- **Text for analysis**:
● ● ●

Cheese and food safety risk

I’d never heard of Fairway cause I’m not much of a New Yorker, but it is apparently “one of Manhattan’s culinary meccas.”

Coincidentally, a barfblog.com reader e-mailed to say she was “shopping at her local Fairway and noticed a sign lauding both the flavor and the safety of raw milk cheese — also trashing pasteurization a little. I spoke to the cheese supervisor about the danger of misleading people and he was quite pleasant about it, considering.”

I don’t have a picture of the sign, nor access to a local Fairway (in Manhattan, Kansas) but the stagecoach has been delivering fancier cheeses to some of the bigger retailers in the area, so I went out to ask a few questions.

This matters because, as the U.S. Centers for Disease Control reported last week, the number of people sick with E. coli O157:H7 from consuming Bravo Farms Dutch Style Gouda Cheese – made from unpasteurized milk and offered through a Costco cheese sampler in several states—has risen to 37, including 15 hospitalizations.

As part of the investigation, the U.S. Food and Drug Administration sampled other cheeses sold through Costco and found a different strain of E. coli O157:H7 in an unopened package of Mauri Gorgonzola cheese. No one’s sick that anyone knows of from this cheese, but bugs can be anywehere.

So what’s a shopper to do?

● ● ●

- **Problems to solve**:
[1] Transcribe the passage of the cheese and food safety post from "Coincidentally, a barfblog.com" up to and including "including 15 hospitalizations.".
[2] Go on with the cheese and food safety post, starting right after its final sentence.

- **Data extract**:
● ● ●

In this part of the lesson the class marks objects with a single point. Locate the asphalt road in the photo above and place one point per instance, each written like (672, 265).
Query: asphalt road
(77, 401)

● ● ●

- **Response list**:
[1]
Coincidentally, a barfblog.com reader e-mailed to say she was “shopping at her local Fairway and noticed a sign lauding both the flavor and the safety of raw milk cheese — also trashing pasteurization a little. I spoke to the cheese supervisor about the danger of misleading people and he was quite pleasant about it, considering.”

I don’t have a picture of the sign, nor access to a local Fairway (in Manhattan, Kansas) but the stagecoach has been delivering fancier cheeses to some of the bigger retailers in the area, so I went out to ask a few questions.

This matters because, as the U.S. Centers for Disease Control reported last week, the number of people sick with E. coli O157:H7 from consuming Bravo Farms Dutch Style Gouda Cheese – made from unpasteurized milk and offered through a Costco cheese sampler in several states—has risen to 37, including 15 hospitalizations.

[2]
Contamination with dangerous microorganisms, especially listeria and E. coli O157:H7, can happen in cheese in made from raw or pasteurized milk. Based on consumption levels, I’m guessing there’s a higher level of outbreaks in cheese made from raw milk, but that would require a lot of analysis on consumption data. Regardless, it was enough for two of France’s top lait cru Camembert producers, Lactalis and Isigny-Sainte-Mère, to announce in June 2007 they were switching to cheese made exclusively with heat-treated micro-filtered milk (not quite pasteurized but still an affront to purists).

At the time, Lactilis’ spokesperson, Luc Morelon said, “I don’t want to risk sending any more children to hospital. It’s as simple as that."

Cheese made from raw milk – domestic and imported – is available in the U.S., including supermarkets in Manhattan (Kansas), but FDA stipulates such cheese must be aged for at least 60 days. The idea is acid and salt help destroy dangerous bugs.

But even the 60-day rule has come under question.

In July, 2008, Mansel Griffith of the University of Guelph, one of several experts who reviewed the status of raw milk cheese for the Canadian province of Quebec, told the Globe and Mail the 60-day limit had become arbitrary, since it is no longer a guarantee of destroying pathogens. Still, he believes raw-milk cheese continues to pose health-safety issues over potential pathogens.

John Sheehan, director of FDA’s division of plant and dairy food safety, told the N.Y. Times a year ago the 60-day aging requirement is no longer thought to be effective, and is currently under review.

Today I found out several raw milk cheeses were available at the local supermarket, but take a magnifying glass: I know I’m getting old, but even with my reading glasses I could barely make out the ingredients contained raw milk and that the cheese had been aged 60 days.

Some clarity would help.

This entry was posted in Food Safety Policy and tagged , , , , by Douglas Powell. Bookmark the permalink.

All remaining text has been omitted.